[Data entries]
====

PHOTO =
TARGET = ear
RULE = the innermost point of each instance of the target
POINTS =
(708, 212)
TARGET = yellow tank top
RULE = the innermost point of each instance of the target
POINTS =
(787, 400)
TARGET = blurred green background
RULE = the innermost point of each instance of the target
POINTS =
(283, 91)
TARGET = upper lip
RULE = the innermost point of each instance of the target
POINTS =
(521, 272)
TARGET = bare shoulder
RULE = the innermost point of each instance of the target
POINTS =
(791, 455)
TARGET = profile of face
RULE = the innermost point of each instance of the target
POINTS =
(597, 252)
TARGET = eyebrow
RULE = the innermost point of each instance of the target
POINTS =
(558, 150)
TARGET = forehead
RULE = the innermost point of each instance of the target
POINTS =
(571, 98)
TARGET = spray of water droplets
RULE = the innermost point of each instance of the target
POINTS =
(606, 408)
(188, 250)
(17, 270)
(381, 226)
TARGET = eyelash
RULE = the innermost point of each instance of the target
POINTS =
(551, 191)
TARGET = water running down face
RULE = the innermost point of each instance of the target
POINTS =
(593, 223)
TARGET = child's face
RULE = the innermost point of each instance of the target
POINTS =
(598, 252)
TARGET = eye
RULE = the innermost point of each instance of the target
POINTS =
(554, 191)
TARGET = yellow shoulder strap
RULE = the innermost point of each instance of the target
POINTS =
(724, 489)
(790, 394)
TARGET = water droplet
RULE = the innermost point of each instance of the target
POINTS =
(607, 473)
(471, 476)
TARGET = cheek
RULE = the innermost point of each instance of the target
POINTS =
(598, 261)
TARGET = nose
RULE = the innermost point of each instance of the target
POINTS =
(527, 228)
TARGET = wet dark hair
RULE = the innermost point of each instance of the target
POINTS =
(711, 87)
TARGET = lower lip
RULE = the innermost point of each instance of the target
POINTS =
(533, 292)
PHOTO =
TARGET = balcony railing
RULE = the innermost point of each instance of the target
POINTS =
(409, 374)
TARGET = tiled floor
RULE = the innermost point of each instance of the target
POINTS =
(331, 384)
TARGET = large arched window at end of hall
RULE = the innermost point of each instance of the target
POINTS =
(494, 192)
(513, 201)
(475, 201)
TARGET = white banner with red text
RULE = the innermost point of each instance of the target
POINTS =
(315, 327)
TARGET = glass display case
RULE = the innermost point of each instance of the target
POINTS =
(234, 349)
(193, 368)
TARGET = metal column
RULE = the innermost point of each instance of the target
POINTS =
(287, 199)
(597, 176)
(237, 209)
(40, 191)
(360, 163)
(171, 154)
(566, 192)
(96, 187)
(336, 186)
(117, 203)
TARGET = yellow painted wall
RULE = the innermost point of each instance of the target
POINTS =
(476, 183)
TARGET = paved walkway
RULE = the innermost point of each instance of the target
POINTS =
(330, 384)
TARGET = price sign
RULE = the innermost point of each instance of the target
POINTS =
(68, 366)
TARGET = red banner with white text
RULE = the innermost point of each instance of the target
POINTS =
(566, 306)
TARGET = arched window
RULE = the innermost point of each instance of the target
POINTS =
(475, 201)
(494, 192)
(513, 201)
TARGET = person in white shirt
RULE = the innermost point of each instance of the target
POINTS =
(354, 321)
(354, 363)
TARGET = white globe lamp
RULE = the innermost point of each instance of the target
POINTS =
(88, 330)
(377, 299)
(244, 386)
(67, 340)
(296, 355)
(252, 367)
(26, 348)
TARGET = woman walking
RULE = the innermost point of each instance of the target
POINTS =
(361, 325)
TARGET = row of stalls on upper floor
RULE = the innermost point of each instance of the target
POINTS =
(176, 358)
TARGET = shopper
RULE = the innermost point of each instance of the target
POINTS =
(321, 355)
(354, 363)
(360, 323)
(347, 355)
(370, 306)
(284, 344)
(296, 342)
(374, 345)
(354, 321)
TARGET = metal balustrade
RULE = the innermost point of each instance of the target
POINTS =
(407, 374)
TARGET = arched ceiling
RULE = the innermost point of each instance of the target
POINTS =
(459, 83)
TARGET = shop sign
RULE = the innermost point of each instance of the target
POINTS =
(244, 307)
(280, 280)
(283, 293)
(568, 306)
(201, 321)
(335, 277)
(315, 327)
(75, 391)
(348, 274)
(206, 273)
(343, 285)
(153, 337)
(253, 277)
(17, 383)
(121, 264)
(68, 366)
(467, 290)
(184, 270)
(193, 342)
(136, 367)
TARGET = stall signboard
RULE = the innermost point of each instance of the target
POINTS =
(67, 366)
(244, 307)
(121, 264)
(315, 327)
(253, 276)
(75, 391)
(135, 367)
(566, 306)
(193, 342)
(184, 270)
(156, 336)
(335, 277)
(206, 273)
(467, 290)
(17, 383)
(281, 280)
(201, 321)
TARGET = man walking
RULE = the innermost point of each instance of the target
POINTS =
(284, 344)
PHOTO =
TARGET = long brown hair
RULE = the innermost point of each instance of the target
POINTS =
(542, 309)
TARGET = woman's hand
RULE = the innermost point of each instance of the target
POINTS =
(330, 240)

====

◆ **Request**
Pull out every line from the one with "TARGET = metal balustrade" to the end of the listing, and output only those.

◆ **Result for this task**
TARGET = metal balustrade
RULE = the innermost point of each instance of the target
POINTS =
(407, 374)
TARGET = arched ceiling
RULE = the innermost point of each instance of the target
POINTS =
(459, 83)
TARGET = shop sign
RULE = the innermost point of each instance of the target
POINTS =
(244, 307)
(280, 280)
(283, 293)
(568, 306)
(201, 321)
(335, 277)
(315, 327)
(75, 391)
(348, 274)
(206, 273)
(343, 285)
(153, 337)
(253, 277)
(17, 383)
(121, 264)
(68, 366)
(467, 290)
(184, 270)
(193, 342)
(136, 367)
TARGET = stall signboard
RULE = the innermost point of each instance of the target
POINTS =
(67, 366)
(244, 307)
(121, 264)
(315, 327)
(253, 276)
(75, 391)
(135, 367)
(566, 306)
(193, 342)
(184, 270)
(156, 336)
(335, 277)
(206, 273)
(467, 290)
(17, 383)
(281, 280)
(201, 321)
TARGET = man walking
RULE = the innermost point of each instance of the target
POINTS =
(284, 344)
PHOTO =
TARGET = long brown hair
RULE = the innermost point of each instance of the target
POINTS =
(542, 309)
TARGET = woman's hand
RULE = the innermost point of each instance of the target
POINTS =
(330, 240)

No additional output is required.